• Objective
Quote the contribution agreement below in full, word for word.

• Passage provided
* * *

Exhibit 10.2
CONTRIBUTION AGREEMENT
THIS CONTRIBUTION AGREEMENT (this “
Agreement ”) is
effective as of this 1st day of June, 2007, by and between
Lexington Realty Trust, a Maryland real estate investment trust
(“ LXP ”), and The Lexington Master Limited Partnership, a
Delaware limited partnership (“ MLP ”).
WITNESSETH :
WHEREAS, LXP is the owner of certain membership
interests in Lexington Acquiport Company, LLC, a Delaware limited
liability company (the “ Company ”), (all of the
membership interests in the Company owned by LXP are hereafter
referred to as the “ Interests ”) issued pursuant to
the Operating Agreement of the Company dated as of July 14, 1999,
between LXP and The Comptroller Of The State Of New York, As
Trustee Of The Common Retirement Fund (the “
Fund ”), as
amended by that certain First Amendment to Operating Agreement of
the Fund, dated as of December 5, 2001, between LXP and the Fund,
that certain Second Amendment to Operating Agreement of the Fund,
dated as of November 13, 2006, between LXP and the Fund, and that
certain Third Amendment to Operating Agreement of LAC, dated as of
June 1, 2007, between LXP and the Fund;
WHEREAS, LXP desires to contribute all of its right,
title and interest in the Interests to the Company in exchange for
units of limited partnership interests in the MLP (the
“ Contribution
”) in accordance with the provisions of that
certain Second Amended and Restated Agreement of Limited
Partnership of the MLP, dated December 31, 2006 (the “
Partnership Agreement ”);
WHEREAS, immediately after the Contribution, the MLP
will own the Interests; and
WHEREAS, the Fund, the only other member of the
Company, has consented to the Contribution.

* * *

• Entries supplied
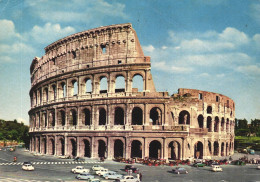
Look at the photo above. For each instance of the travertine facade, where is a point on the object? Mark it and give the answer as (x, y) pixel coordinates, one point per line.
(78, 110)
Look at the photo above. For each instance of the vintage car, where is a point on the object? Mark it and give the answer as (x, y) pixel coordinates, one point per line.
(216, 168)
(27, 167)
(80, 169)
(112, 175)
(180, 170)
(84, 176)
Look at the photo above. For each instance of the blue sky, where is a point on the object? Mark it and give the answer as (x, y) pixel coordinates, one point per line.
(202, 44)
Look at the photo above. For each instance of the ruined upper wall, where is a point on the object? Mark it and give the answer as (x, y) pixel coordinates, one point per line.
(99, 47)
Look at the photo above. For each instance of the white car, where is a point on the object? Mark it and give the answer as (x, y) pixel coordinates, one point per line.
(27, 167)
(80, 169)
(216, 168)
(128, 178)
(97, 167)
(102, 171)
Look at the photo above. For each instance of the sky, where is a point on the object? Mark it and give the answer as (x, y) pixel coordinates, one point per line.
(200, 44)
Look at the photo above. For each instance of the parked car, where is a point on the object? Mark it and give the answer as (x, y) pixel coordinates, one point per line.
(84, 176)
(97, 167)
(180, 170)
(199, 164)
(131, 167)
(79, 159)
(80, 169)
(128, 178)
(101, 171)
(112, 175)
(216, 168)
(27, 167)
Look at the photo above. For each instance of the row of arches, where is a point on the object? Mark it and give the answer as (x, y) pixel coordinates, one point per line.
(136, 148)
(73, 87)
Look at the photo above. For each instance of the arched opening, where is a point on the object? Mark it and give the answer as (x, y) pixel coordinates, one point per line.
(118, 149)
(61, 144)
(52, 118)
(174, 150)
(136, 149)
(198, 150)
(137, 116)
(88, 86)
(222, 148)
(73, 117)
(61, 118)
(209, 146)
(216, 148)
(184, 117)
(101, 148)
(155, 116)
(87, 149)
(119, 116)
(74, 88)
(103, 85)
(155, 150)
(222, 124)
(216, 124)
(120, 84)
(102, 117)
(63, 86)
(52, 147)
(86, 117)
(200, 121)
(209, 124)
(209, 110)
(137, 85)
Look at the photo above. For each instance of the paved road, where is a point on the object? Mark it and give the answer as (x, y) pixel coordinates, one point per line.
(49, 168)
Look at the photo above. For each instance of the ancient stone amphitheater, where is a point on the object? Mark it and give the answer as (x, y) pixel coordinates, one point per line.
(79, 109)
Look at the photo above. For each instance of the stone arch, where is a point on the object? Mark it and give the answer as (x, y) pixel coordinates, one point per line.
(72, 147)
(51, 145)
(155, 149)
(102, 116)
(61, 147)
(136, 149)
(209, 110)
(87, 148)
(52, 118)
(216, 148)
(209, 124)
(174, 150)
(137, 116)
(184, 117)
(216, 124)
(73, 117)
(156, 116)
(198, 150)
(86, 117)
(103, 86)
(119, 116)
(61, 117)
(102, 148)
(137, 82)
(118, 148)
(200, 121)
(120, 83)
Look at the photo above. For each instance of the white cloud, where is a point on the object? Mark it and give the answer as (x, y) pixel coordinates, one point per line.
(149, 48)
(249, 69)
(50, 32)
(7, 30)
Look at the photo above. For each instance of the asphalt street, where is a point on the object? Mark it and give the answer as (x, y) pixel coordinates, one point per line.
(50, 168)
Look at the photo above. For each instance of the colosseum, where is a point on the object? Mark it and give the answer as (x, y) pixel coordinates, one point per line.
(92, 95)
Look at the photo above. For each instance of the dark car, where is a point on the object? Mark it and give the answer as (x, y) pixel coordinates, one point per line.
(180, 170)
(131, 167)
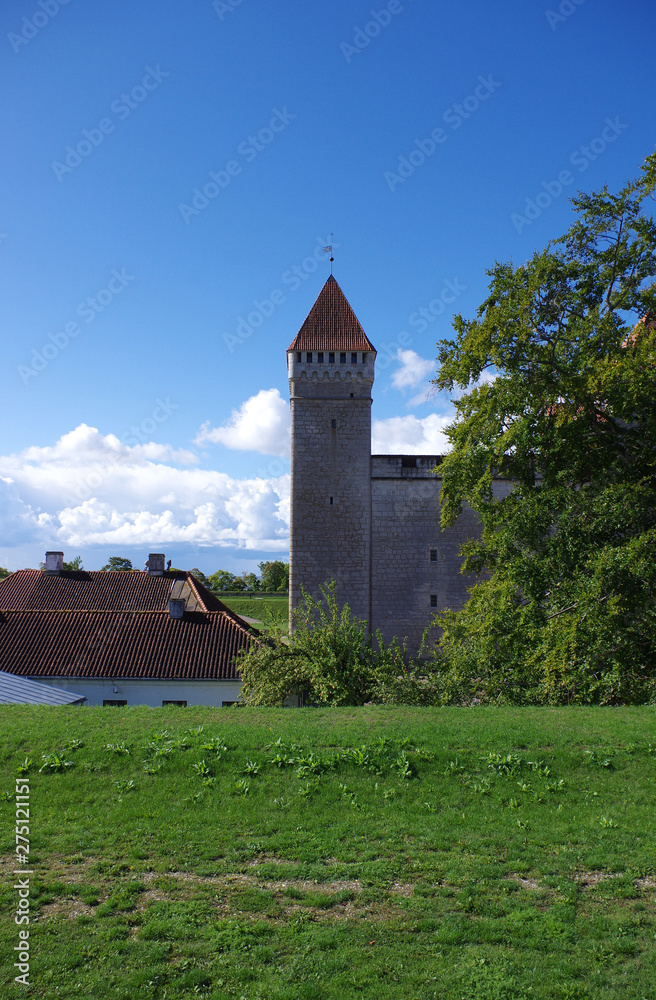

* * *

• Exercise output
Exhibit 10.2
CONTRIBUTION AGREEMENT
THIS CONTRIBUTION AGREEMENT (this “
Agreement ”) is
effective as of this 1st day of June, 2007, by and between
Lexington Realty Trust, a Maryland real estate investment trust
(“ LXP ”), and The Lexington Master Limited Partnership, a
Delaware limited partnership (“ MLP ”).
WITNESSETH :
WHEREAS, LXP is the owner of certain membership
interests in Lexington Acquiport Company, LLC, a Delaware limited
liability company (the “ Company ”), (all of the
membership interests in the Company owned by LXP are hereafter
referred to as the “ Interests ”) issued pursuant to
the Operating Agreement of the Company dated as of July 14, 1999,
between LXP and The Comptroller Of The State Of New York, As
Trustee Of The Common Retirement Fund (the “
Fund ”), as
amended by that certain First Amendment to Operating Agreement of
the Fund, dated as of December 5, 2001, between LXP and the Fund,
that certain Second Amendment to Operating Agreement of the Fund,
dated as of November 13, 2006, between LXP and the Fund, and that
certain Third Amendment to Operating Agreement of LAC, dated as of
June 1, 2007, between LXP and the Fund;
WHEREAS, LXP desires to contribute all of its right,
title and interest in the Interests to the Company in exchange for
units of limited partnership interests in the MLP (the
“ Contribution
”) in accordance with the provisions of that
certain Second Amended and Restated Agreement of Limited
Partnership of the MLP, dated December 31, 2006 (the “
Partnership Agreement ”);
WHEREAS, immediately after the Contribution, the MLP
will own the Interests; and
WHEREAS, the Fund, the only other member of the
Company, has consented to the Contribution.